→ DOCUMENT TEXT:

Abigail Willis, 8th grade student at Tomahawk Creek Middle School in Mosely, VA wrote as part of her public poetry project proposal:
“I don’t believe in changing one’s ways just because of society’s standards, but I do believe … talking in someone’s language [can] get your point across. That’s why, for a social change, we must make people want to read poetry—to draw them to it….”
Abigail wants to invite kids in her community to form a “game-changing group” to write and paint poetry and their stories on a wall in an area near downtown Richmond where there is a high negative mental health rate. Using mainly recycled and donated materials, they plan to create a mural, after getting approval from building owners and the HOA. By June, she hopes that there will be poems on the mural “ready to mend the hearts of those who read them.”
I just got this update from Abby, where she shares that she has learned a lot about planning, managing, and collaborating with others. Abby wrote in an email, "When I first said I wanted to do a poetry mural, I knew it wasn't going to be easy, but what I didn't know was that there would be so many obstacles. I've been set back and snubbed off countless times. ... My biggest problem I've had to face is being taken seriously because I'm young. However, I recently found out that I have the principal's, the Superintendent's, and the School Board's support. I'm extremely grateful that they saw how my voice and ideas are worth sharing. They understand that this project is important to the community and I'm very relieved by that."

→ DATASET EXCERPT:
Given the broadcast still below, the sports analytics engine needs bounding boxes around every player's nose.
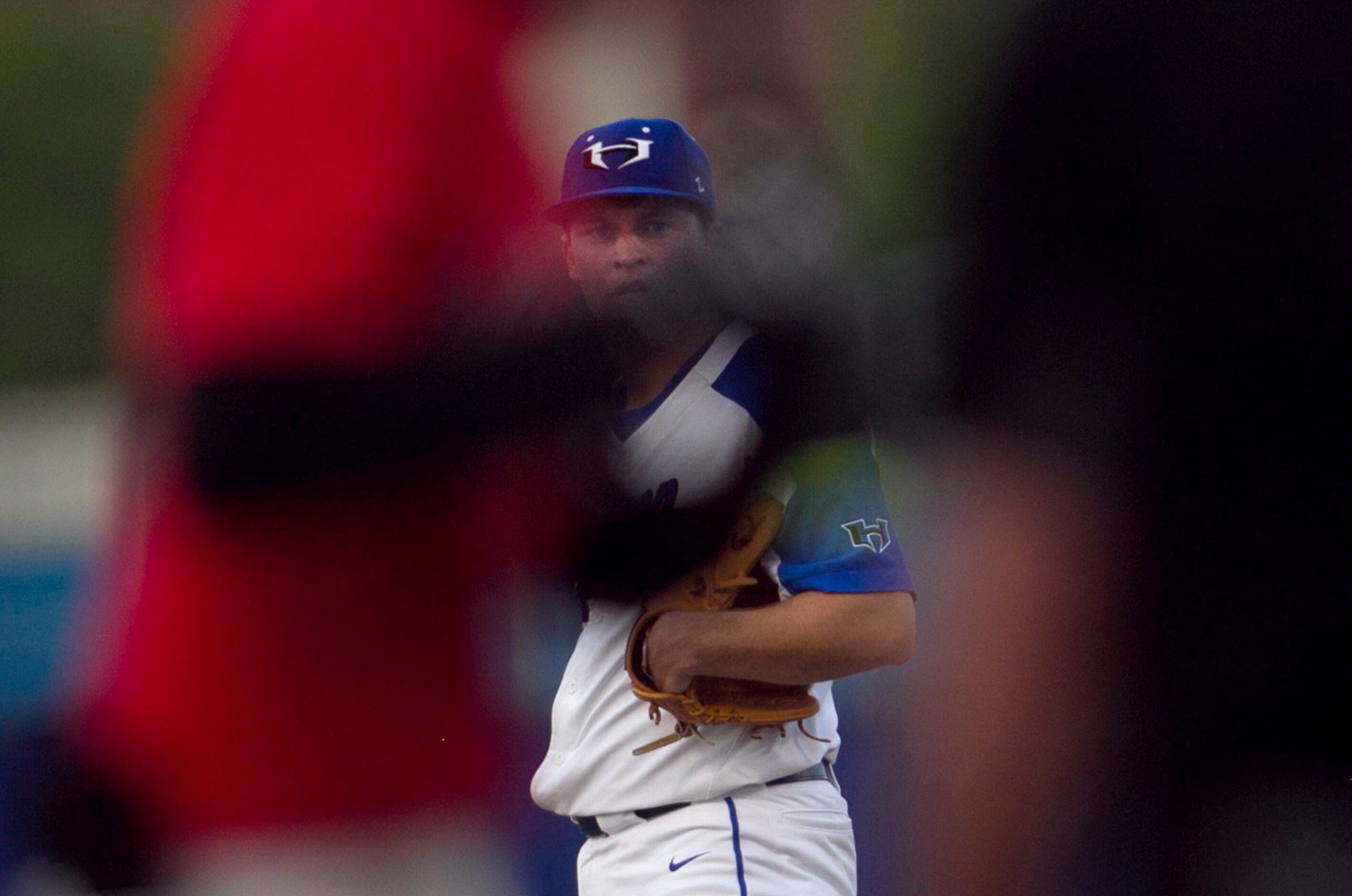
[611,232,647,268]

→ TASK STATEMENT:
In the poetry mural text, what does Abby call her biggest problem? The lines have nothing to do with the text.

→ ANSWER FOR THE TASK:
Being taken seriously because she's young.